[Stored entries]

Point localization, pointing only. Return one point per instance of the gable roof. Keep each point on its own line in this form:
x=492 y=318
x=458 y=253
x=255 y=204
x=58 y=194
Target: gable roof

TASK PROMPT =>
Substitute "pitched roof" for each occurrence of "gable roof" throughout the data above, and reproduce the data with no other changes.

RESPONSE BELOW =>
Point localization, pointing only. Return one point per instance of the pitched roof. Keep each point on its own line in this form:
x=492 y=318
x=458 y=253
x=255 y=204
x=58 y=194
Target: pitched roof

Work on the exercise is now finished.